== Segment start ==

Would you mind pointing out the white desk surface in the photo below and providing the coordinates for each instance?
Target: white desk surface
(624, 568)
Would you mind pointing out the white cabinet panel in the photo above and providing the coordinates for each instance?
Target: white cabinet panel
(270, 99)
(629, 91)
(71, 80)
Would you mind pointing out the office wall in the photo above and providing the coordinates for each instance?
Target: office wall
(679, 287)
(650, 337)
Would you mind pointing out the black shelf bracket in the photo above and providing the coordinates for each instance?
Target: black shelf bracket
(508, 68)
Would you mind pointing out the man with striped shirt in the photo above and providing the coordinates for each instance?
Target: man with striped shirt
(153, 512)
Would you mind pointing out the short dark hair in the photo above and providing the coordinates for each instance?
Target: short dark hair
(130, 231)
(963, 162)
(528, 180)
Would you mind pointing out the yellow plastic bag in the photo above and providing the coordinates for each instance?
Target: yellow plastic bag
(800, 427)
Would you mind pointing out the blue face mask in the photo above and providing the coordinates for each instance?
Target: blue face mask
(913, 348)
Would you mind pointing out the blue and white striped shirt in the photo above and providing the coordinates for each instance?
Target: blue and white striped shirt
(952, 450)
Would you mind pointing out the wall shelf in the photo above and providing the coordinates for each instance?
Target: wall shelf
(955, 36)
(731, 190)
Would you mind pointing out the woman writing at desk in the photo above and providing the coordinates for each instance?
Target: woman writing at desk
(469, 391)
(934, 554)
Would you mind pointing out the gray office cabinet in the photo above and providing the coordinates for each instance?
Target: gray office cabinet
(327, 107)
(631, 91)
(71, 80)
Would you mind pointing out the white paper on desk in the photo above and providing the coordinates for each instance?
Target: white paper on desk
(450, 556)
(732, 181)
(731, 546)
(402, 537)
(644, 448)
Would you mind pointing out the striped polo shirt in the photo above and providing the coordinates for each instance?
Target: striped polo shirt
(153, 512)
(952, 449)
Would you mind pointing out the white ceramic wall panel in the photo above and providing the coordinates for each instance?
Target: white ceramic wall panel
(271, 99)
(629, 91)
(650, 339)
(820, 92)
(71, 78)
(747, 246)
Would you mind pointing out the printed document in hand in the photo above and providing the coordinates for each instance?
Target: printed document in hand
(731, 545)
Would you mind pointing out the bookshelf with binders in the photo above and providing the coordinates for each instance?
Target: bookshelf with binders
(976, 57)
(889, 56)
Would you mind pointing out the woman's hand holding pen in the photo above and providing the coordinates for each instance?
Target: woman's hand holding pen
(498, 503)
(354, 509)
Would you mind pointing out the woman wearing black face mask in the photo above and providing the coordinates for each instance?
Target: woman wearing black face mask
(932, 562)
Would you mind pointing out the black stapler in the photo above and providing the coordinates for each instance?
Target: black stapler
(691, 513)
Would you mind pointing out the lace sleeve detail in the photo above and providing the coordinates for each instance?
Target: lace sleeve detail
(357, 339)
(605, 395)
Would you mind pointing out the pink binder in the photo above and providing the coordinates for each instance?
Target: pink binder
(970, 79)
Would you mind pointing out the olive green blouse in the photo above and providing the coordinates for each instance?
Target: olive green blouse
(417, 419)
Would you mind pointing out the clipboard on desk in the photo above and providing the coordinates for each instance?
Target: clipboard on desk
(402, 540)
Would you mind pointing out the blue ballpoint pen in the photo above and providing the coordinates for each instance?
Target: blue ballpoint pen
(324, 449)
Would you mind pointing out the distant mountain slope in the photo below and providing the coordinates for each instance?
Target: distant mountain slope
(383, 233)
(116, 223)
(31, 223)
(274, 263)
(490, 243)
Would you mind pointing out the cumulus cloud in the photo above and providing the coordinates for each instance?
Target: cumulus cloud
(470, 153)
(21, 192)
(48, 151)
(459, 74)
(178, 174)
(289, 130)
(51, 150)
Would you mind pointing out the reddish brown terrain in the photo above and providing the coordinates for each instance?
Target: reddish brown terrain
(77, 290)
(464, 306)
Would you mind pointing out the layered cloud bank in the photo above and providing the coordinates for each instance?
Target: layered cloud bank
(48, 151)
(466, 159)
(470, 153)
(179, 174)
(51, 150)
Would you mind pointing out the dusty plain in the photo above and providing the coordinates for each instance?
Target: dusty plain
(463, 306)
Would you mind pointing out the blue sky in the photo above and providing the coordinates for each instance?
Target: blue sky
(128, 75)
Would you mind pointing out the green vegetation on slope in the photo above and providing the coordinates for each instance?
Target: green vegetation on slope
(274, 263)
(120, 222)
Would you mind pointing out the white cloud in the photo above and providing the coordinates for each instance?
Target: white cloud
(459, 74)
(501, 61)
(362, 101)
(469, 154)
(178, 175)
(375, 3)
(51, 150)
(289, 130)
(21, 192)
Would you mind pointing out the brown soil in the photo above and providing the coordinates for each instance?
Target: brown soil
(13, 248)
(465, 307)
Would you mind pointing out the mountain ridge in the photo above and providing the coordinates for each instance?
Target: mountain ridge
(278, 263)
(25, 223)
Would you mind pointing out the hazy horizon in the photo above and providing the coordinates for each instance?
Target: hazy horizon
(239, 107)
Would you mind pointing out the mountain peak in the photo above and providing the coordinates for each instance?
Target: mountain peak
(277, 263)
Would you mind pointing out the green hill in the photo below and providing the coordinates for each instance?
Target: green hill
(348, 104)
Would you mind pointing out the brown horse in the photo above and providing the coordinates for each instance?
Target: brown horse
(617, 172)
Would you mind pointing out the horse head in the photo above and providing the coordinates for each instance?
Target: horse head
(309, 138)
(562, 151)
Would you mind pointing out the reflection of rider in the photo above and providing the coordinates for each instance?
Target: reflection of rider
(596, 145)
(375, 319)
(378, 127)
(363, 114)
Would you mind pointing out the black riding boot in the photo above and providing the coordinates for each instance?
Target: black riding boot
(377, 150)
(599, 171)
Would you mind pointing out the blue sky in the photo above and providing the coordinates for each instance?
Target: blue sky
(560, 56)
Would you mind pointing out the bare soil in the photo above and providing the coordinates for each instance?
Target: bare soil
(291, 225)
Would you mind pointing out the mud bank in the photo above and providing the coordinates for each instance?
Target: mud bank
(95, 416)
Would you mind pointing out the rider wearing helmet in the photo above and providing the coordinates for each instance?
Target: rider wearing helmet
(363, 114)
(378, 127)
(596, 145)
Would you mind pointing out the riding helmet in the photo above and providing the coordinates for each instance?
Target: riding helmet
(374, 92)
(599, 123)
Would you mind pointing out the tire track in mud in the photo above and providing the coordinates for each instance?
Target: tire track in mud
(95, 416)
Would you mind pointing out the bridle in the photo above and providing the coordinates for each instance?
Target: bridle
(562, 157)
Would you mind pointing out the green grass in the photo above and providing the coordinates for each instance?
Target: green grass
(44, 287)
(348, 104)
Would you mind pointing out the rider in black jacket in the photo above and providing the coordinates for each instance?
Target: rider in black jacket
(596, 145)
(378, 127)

== Segment end ==

→ **WORK TASK**
What is needed is an exact copy of the lines from the start of the listing through the line where "Would you mind pointing out the white cabinet" sits, please, both end lines included and nothing more.

→ **REPLY**
Would you mind pointing out the white desk surface in the photo below and providing the coordinates for each instance?
Target: white desk surface
(624, 568)
Would you mind pointing out the white cabinet panel in the photo above and providing the coordinates for each instance?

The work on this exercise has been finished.